┌──

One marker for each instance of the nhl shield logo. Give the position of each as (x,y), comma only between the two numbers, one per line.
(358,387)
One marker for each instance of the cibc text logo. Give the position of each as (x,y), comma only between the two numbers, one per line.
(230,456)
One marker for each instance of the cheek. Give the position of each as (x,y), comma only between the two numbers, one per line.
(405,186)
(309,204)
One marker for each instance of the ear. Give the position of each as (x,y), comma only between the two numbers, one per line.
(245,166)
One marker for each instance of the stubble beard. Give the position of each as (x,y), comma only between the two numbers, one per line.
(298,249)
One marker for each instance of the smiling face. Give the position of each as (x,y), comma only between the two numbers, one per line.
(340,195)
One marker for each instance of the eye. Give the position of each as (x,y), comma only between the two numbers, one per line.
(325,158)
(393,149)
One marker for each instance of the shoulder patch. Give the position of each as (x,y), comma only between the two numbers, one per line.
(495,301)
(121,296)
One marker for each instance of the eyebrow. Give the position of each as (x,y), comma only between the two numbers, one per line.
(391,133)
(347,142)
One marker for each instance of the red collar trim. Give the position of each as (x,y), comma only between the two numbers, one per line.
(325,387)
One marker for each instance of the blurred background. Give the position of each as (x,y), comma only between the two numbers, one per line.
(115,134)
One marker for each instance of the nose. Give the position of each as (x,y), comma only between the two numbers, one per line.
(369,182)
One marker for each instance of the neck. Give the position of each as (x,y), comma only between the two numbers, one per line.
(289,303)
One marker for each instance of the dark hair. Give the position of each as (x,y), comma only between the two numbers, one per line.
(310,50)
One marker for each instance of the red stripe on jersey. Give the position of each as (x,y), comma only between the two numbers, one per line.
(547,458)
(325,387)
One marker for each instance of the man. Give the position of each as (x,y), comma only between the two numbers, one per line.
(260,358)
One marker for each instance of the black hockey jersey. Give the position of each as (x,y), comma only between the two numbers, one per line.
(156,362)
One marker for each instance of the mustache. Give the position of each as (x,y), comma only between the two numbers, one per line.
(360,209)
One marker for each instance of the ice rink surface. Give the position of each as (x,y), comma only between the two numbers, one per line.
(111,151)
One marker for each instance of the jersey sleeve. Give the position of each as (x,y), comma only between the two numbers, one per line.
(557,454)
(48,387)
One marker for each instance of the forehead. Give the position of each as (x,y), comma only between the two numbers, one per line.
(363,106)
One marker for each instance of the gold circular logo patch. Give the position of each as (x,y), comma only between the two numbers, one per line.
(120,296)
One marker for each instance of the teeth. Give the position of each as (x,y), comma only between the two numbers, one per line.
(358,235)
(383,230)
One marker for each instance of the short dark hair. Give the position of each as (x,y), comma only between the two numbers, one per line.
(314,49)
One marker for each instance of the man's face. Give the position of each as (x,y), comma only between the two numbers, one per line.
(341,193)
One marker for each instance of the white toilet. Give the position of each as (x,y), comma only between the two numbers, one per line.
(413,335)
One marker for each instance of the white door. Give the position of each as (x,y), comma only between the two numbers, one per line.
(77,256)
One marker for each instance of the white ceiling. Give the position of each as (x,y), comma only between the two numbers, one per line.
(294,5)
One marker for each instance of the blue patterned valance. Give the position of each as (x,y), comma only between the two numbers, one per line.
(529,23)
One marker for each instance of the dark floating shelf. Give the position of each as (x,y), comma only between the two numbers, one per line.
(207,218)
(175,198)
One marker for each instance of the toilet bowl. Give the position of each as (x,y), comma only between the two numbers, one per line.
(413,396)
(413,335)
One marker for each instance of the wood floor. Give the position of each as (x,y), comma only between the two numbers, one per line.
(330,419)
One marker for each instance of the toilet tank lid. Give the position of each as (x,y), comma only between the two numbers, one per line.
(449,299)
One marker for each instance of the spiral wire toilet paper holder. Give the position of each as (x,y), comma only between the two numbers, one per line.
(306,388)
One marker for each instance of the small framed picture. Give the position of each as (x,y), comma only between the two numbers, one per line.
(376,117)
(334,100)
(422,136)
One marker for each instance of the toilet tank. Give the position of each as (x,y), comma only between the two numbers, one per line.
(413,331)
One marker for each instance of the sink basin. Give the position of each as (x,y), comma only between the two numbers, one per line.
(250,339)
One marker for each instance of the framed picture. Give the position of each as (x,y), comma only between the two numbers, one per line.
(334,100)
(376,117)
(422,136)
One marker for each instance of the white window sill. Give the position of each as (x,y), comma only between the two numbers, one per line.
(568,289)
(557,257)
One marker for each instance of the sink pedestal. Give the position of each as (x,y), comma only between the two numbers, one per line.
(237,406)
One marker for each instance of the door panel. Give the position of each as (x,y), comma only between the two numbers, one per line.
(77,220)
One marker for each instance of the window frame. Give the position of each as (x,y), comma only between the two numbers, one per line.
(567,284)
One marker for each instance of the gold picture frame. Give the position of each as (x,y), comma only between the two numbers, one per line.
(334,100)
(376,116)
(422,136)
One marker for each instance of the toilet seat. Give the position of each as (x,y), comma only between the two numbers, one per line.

└──

§ Required work: All entries above are to be reproduced exactly.

§ Answer space:
One marker for each instance of the nhl shield logo. Give the position of each as (x,y), comma only between the two numbers, one per line.
(358,387)
One marker for each instance of the cibc text logo. Give the position of each as (x,y), comma only between the two numbers, one per line.
(230,456)
One marker for each instance of the cheek. Give the position of each as (x,y), comma only between the two numbers, one per line.
(405,186)
(309,204)
One marker for each instance of the ear. Give the position of each as (x,y), comma only between the two numbers, one per line.
(245,166)
One marker for each instance of the stubble beard. Give the position of each as (x,y), comma only between the two numbers, one per line.
(298,249)
One marker for each instance of the smiling face. Give the position of each as (x,y), comma only between the two numbers, one per line.
(340,195)
One marker for each instance of the eye. Give the position of each as (x,y), comma only between the two numbers, one per line.
(325,158)
(393,149)
One marker for each instance of the shoulder patch. Give the position of each as (x,y), comma only between the two numbers, one per line.
(495,301)
(121,296)
One marker for each instance of the eyebrow. Give the position of each as (x,y), comma only between the two numbers, one per line.
(391,133)
(347,142)
One marker for each instance of the red collar trim. Give the position of each as (x,y), comma only between the two numbers, one per line.
(325,387)
One marker for each instance of the blurred background. Give the position of each as (x,y), comma only between the two numbers, one per line.
(115,134)
One marker for each instance of the nose. Give the position of each as (x,y), comma only between the two numbers, one per line.
(369,182)
One marker for each instance of the neck. Give the position of each as (x,y), comma only between the two numbers, one per line.
(289,303)
One marker for each instance of the dark hair. Give the position of each as (x,y), comma only between the two numbers, one per line.
(310,50)
One marker for each instance of the red stripe on jersey. Give the position of each as (x,y), comma only between the two numbers, one per line.
(547,458)
(325,387)
One marker for each instance of the man. Give the position of each as (x,y), comma only between the two numbers, one per line.
(260,358)
One marker for each instance of the black hockey jersey. Give the position of each as (x,y), comma only between the two numbers, one per line.
(156,362)
One marker for each instance of the mustache. Give the position of each as (x,y), comma only between the two numbers, one per line.
(360,209)
One marker for each instance of the ice rink surface. Give the position of each as (x,y), comma only between the two numbers, one per line.
(111,151)
One marker for each instance of the jersey sleeve. Give the position of each as (x,y), comma only between the two numbers, one per line.
(557,454)
(48,387)
One marker for each instance of the forehead. Give the position of each as (x,y), comma only between the two numbers, one per line.
(363,106)
One marker for each instance of the gold circular logo patch. Give the position of each as (x,y), comma only between the two numbers, one per line.
(120,296)
One marker for each instance of the teeth. Give the position of each as (x,y), comma only between the two numbers, one per line.
(358,235)
(383,230)
One marker for each instance of the short dark hair. Give the position of each as (x,y), comma only between the two numbers, one per line.
(314,49)
One marker for each instance of the man's face. Give the position of each as (x,y), comma only between the two numbers, one per line.
(341,193)
One marker for each instance of the white toilet. Give the position of each as (x,y), comma only between the two numbers, one per line.
(413,335)
One marker for each instance of the white door. Give the position of each as (x,y), comma only between the two numbers, one per line.
(77,256)
One marker for each instance of the white ceiling. Give the position of each as (x,y), comma only between the two numbers, one per line.
(294,5)
One marker for each instance of the blue patterned valance. Give the position of each as (x,y), comma only between the two numbers, one per line.
(529,23)
One marker for each instance of the dark floating shelf. Give the position of each as (x,y), comma only between the two numbers, one per line.
(207,218)
(175,198)
One marker for each instance of the toilet bowl. Give the position of each as (x,y), comma only between the two numbers, one per line.
(413,396)
(413,335)
One marker for each instance of the wood floor. Give the position of each as (x,y), comma only between the two numbers, one per line.
(330,419)
One marker for each instance of the toilet tank lid. Give the position of each as (x,y), comma only between the two numbers, one per line.
(449,299)
One marker for each instance of the spiral wire toilet paper holder. Give the position of each as (x,y), comma only between the two numbers, one per line.
(306,388)
One marker for each instance of the small framed picture. Give the position of each as (x,y), comma only between the two numbers, one per line.
(376,117)
(334,100)
(422,136)
One marker for each instance of the toilet tank. Give the position of each as (x,y), comma only between the two numbers, one per line.
(413,331)
One marker for each instance of the sink basin. Give the position of each as (x,y), comma only between the two numbers, one per line.
(250,339)
One marker for each instance of the framed picture. Give the position of each as (x,y), comma only between the two numbers, one per line.
(334,100)
(376,117)
(422,136)
One marker for each instance of the white window sill. Give the position of each as (x,y), comma only between the two numbers, one per line.
(568,289)
(557,257)
One marker for each instance of the sink pedestal. Give the position of each as (x,y), comma only between the two numbers, one per line.
(237,406)
One marker for each instance of the door panel. Give the position of each as (x,y), comma only between the two numbers, one per line.
(77,220)
One marker for each instance of the window frame. Give the position of each as (x,y), comma only between the two numbers, one per line.
(567,284)
One marker for each instance of the gold picture frame. Give the position of each as (x,y), comma only between the two numbers, one per line.
(334,100)
(376,116)
(422,136)
One marker for each instance of the toilet seat. Give the position of each as (x,y), comma only between the two numbers, one per line.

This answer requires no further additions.